Text shown:
Alport syndrome involves chronic progressive kidney failure and extrarenal organ damage caused by COL4A3, COL4A4, and COL4A5 mutations.

We present a novel finding of a previously unreported c.687 + 1G > T mutation in COL4A3 that disrupts transcription and translation, impairing α3α4α5 (IV) chain formation, altering the integrity of the glomerular basement membrane, causing hereditary Alport syndrome. This discovery enriches the genetic map of Alport syndrome, aiding in clinical genetic guidance, and enhancing the efficacy of prenatal testing.

We initially discerned a COL4A3 splicing mutation via next-generation sequencing. Next, we used bioinformatics, renal biopsy pathology, and an in vitro minigene experiment. Complementary analysis of clinical data was carried out, and we explored the expression and function of the variants to verify their pathogenicity.

A splicing mutation (c.687 + 1G > T) in COL4A3 was found in a Chinese family. Bioinformatics analysis revealed its impact on splicing, causing a translational frameshift, which was confirmed by an in vitro minigene assay. The proband's glomerular basement membrane displayed reduced type IV collagen α3, α4, and α5 chains, with some absent, suggesting disruption of collagen IV trimers in the glomerular basement membrane, potentially damaging the glomerular filtration barrier.

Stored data

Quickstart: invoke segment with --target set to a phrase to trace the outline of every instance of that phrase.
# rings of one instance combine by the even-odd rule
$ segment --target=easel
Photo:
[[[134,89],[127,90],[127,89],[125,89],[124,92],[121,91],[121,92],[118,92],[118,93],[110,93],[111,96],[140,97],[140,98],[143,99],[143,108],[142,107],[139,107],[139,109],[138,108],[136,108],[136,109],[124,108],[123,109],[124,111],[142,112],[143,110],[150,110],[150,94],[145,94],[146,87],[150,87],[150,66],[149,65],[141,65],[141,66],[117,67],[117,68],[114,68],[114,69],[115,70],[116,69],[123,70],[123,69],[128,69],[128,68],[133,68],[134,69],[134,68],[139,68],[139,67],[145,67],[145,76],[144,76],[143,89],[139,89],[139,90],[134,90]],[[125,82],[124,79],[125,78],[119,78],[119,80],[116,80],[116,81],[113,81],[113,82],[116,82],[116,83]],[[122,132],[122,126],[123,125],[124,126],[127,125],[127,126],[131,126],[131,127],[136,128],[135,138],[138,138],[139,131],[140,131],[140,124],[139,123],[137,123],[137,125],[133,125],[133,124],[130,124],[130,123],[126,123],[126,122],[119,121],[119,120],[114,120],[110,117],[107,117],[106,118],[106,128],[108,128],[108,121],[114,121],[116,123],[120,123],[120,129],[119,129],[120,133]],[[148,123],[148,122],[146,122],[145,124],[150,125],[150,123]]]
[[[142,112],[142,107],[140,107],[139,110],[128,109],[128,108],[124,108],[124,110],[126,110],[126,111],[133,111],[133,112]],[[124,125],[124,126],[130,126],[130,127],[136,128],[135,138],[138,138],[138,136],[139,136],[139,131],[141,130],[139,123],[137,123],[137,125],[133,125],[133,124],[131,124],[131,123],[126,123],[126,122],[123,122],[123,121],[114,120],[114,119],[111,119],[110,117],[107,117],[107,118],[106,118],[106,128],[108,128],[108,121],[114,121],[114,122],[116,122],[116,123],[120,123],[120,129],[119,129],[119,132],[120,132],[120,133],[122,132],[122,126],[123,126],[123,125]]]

Exercise requirements:
(A) List the genes that the Alport syndrome text names as having mutations that cause the condition.
(B) Quote the Alport syndrome text, starting at "Alport syndrome involves" and ending at "verify their pathogenicity.".

Outputs by task:
(A) COL4A3, COL4A4, COL4A5

(B)
Alport syndrome involves chronic progressive kidney failure and extrarenal organ damage caused by COL4A3, COL4A4, and COL4A5 mutations.

We present a novel finding of a previously unreported c.687 + 1G > T mutation in COL4A3 that disrupts transcription and translation, impairing α3α4α5 (IV) chain formation, altering the integrity of the glomerular basement membrane, causing hereditary Alport syndrome. This discovery enriches the genetic map of Alport syndrome, aiding in clinical genetic guidance, and enhancing the efficacy of prenatal testing.

We initially discerned a COL4A3 splicing mutation via next-generation sequencing. Next, we used bioinformatics, renal biopsy pathology, and an in vitro minigene experiment. Complementary analysis of clinical data was carried out, and we explored the expression and function of the variants to verify their pathogenicity.